↓

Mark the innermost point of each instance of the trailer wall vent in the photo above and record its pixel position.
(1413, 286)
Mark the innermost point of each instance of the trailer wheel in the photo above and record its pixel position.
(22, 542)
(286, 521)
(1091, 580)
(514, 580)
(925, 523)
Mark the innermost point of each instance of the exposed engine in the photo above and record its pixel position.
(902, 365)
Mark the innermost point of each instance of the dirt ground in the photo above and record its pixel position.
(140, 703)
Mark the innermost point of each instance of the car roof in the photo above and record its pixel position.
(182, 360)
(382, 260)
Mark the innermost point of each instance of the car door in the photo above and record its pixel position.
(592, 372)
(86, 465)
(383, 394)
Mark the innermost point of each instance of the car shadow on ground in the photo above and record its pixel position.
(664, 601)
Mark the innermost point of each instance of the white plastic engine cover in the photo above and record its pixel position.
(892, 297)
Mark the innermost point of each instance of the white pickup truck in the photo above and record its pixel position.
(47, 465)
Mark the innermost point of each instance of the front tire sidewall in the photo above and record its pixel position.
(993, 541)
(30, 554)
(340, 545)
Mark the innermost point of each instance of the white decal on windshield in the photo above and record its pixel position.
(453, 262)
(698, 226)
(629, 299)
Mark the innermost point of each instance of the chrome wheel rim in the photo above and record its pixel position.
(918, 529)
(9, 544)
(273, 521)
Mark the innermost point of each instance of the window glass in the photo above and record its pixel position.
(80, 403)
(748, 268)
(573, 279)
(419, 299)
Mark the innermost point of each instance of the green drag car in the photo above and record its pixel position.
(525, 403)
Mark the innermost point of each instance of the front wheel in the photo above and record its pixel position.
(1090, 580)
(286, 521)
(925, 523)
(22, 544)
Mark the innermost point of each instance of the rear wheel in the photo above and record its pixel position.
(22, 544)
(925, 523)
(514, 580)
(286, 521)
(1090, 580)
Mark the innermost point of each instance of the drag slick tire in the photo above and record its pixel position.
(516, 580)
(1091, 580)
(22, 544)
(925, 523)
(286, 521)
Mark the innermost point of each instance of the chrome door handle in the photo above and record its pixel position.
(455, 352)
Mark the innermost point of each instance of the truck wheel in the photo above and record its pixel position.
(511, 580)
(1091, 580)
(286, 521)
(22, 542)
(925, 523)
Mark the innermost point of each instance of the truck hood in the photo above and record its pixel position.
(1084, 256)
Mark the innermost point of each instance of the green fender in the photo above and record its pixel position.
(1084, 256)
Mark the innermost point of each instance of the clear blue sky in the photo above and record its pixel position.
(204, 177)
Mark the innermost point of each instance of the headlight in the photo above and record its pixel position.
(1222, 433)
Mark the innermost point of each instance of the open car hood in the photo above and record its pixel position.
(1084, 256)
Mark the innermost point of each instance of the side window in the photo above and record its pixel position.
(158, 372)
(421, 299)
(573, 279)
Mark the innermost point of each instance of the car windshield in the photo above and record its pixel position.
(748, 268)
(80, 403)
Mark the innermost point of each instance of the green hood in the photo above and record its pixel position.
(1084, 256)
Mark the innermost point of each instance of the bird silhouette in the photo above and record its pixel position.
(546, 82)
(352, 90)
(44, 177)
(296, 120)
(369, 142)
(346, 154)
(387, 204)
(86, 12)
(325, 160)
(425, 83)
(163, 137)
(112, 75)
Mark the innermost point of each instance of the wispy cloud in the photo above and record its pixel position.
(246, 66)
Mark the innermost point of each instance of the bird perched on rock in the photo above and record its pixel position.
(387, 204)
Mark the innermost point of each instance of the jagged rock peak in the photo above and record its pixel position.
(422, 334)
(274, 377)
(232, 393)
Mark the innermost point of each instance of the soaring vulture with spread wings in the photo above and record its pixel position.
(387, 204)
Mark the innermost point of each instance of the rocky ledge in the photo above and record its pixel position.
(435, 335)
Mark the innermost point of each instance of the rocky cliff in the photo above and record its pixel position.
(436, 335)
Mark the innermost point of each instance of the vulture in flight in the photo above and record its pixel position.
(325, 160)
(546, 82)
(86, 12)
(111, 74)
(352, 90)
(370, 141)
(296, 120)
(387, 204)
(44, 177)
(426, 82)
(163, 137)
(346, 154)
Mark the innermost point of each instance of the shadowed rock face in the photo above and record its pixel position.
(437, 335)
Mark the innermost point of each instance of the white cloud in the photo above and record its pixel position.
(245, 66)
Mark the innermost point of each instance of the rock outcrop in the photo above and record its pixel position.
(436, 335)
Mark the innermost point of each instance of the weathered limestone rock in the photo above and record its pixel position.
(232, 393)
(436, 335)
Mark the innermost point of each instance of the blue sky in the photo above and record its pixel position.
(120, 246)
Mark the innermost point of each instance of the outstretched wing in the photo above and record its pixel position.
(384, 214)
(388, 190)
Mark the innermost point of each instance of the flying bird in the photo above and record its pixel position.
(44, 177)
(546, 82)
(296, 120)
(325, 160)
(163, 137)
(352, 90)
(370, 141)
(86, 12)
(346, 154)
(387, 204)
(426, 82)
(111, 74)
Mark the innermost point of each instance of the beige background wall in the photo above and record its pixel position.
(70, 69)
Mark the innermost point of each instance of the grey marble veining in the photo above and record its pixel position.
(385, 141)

↑

### PROBLEM TO WORK ON
Restate the records, all of them, precisely as written.

### TASK ANSWER
Mark the innermost point of each instance of the trailer wall vent in the photo above and record its pixel position.
(1413, 286)
Mark the innermost point of each instance of the trailer wheel in the photo above and record its pixel position.
(22, 542)
(286, 521)
(1091, 580)
(514, 580)
(925, 523)
Mark the innermost point of each instance of the exposed engine in the photo above and record its pixel position.
(902, 365)
Mark the innermost point of each instance of the dirt ground in the photo above and record its pixel position.
(140, 703)
Mark the innermost point of each instance of the car roof in the photo above and record its pixel position.
(182, 360)
(382, 260)
Mark the innermost point of each instance of the car door in the photo above and record its pixel position.
(592, 372)
(86, 465)
(383, 394)
Mark the innermost point of each instance of the car shadow on ground in the photo above and record its pixel position.
(664, 601)
Mark the innermost point of each instance of the white plastic engine cover in the photo above and record its pixel position.
(892, 297)
Mark the innermost point of each instance of the white pickup truck in the photo above and record its pixel position.
(47, 465)
Mark the innermost point of each instance of the front tire sidewall in the photo above and record its pixel position.
(993, 541)
(30, 554)
(340, 545)
Mark the innermost point of each instance of the white decal on windshield in the photo above and record its pixel position.
(453, 262)
(698, 226)
(629, 299)
Mark the innermost point of each instance of the chrome wheel rim in the photo above and record its pixel position.
(918, 529)
(9, 544)
(273, 521)
Mark the innermost point of each instance of the window glass in the photo above and record its pixel position.
(80, 403)
(748, 268)
(573, 279)
(419, 299)
Mark the innermost point of each instance of the green drag car in the photo above and record its pixel position.
(525, 403)
Mark the innermost point of each instance of the front wheel in the photo above and record its pixel position.
(1090, 580)
(286, 521)
(925, 523)
(22, 544)
Mark the innermost point of each instance of the rear wheel in the photo above and record its pixel position.
(22, 544)
(925, 523)
(514, 580)
(286, 521)
(1090, 580)
Mark the innermost point of each instance of the drag slick tire in the photo above and record its pixel position.
(516, 580)
(1091, 580)
(22, 544)
(925, 523)
(286, 521)
Mark the innermost point of each instance of the chrome door handle in the photo above and record its pixel position.
(455, 352)
Mark the innermost point of each instance of the truck wheel in the photo above and record its pixel position.
(511, 580)
(1091, 580)
(286, 521)
(22, 542)
(925, 523)
Mark the innermost point of each instance of the truck hood in the photo above and record its pixel position.
(1084, 256)
Mark the innermost point of each instance of the green fender in the photo above and record its pixel position.
(1084, 256)
Mark the innermost point of each instance of the clear blue sky in the photo above and record its pixel position.
(204, 177)
Mark the innermost point of each instance of the headlight in the photo above and record its pixel position.
(1222, 433)
Mark the innermost point of each instance of the open car hood in the photo above and record its pixel position.
(1084, 256)
Mark the innermost point of each instance of the side window in the photo above and record its pixel position.
(158, 372)
(421, 299)
(573, 279)
Mark the innermost point of each instance of the car windshield in the photo above and record its pixel position.
(748, 268)
(80, 403)
Mark the innermost point of each instance of the green hood in the photo above and record its pixel position.
(1084, 256)
Mark the innermost point of each instance of the bird silhouette in the photo above and record its pixel position.
(546, 82)
(352, 90)
(44, 177)
(296, 120)
(369, 142)
(346, 154)
(387, 204)
(86, 12)
(325, 160)
(425, 83)
(163, 137)
(112, 75)
Mark the innermost point of each instance of the wispy cloud in the photo above and record its pixel position.
(246, 66)
Mark the innermost point of each instance of the bird perched on rock in the photo above and record its pixel position.
(387, 204)
Mark the innermost point of each instance of the jagged rock peak in the photo above and record its pixel position.
(422, 334)
(274, 377)
(232, 393)
Mark the innermost point of each instance of the soaring vulture with spread wings in the photo above and record its pixel position.
(387, 204)
Mark the innermost point of each instance of the rocky ledge in the photo above and record its pixel position.
(435, 335)
Mark the innermost point of each instance of the rocky cliff in the photo above and record its pixel position.
(436, 335)
Mark the innermost point of each instance of the vulture in flight in the photo above and record its pixel position.
(325, 160)
(546, 82)
(86, 12)
(111, 74)
(352, 90)
(370, 141)
(296, 120)
(387, 204)
(44, 177)
(426, 82)
(163, 137)
(346, 154)
Mark the innermost point of each instance of the shadowed rock face in the photo above and record its pixel position.
(437, 335)
Mark the innermost point of each instance of the white cloud in the photo above and record its pixel position.
(245, 66)
Mark the innermost point of each instance of the rock outcrop in the photo above and record its pixel position.
(436, 335)
Mark the innermost point of each instance of the weathered limestone rock in the photo above and record its pixel position.
(232, 393)
(436, 335)
Mark the innermost point of each instance of the blue sky in the photo above and record its pixel position.
(120, 246)
Mark the innermost point of each instance of the outstretched wing in the photo above and record its pixel position.
(384, 214)
(388, 190)
Mark the innermost point of each instance of the flying bird in the photo above and record its pixel position.
(44, 177)
(546, 82)
(296, 120)
(325, 160)
(163, 137)
(352, 90)
(370, 141)
(86, 12)
(346, 154)
(387, 204)
(426, 82)
(111, 74)
Mark the innermost point of each instance of the beige background wall in the photo above and record its pixel position.
(70, 69)
Mark the innermost point of each instance of the grey marble veining in the photo above and record its pixel position.
(385, 141)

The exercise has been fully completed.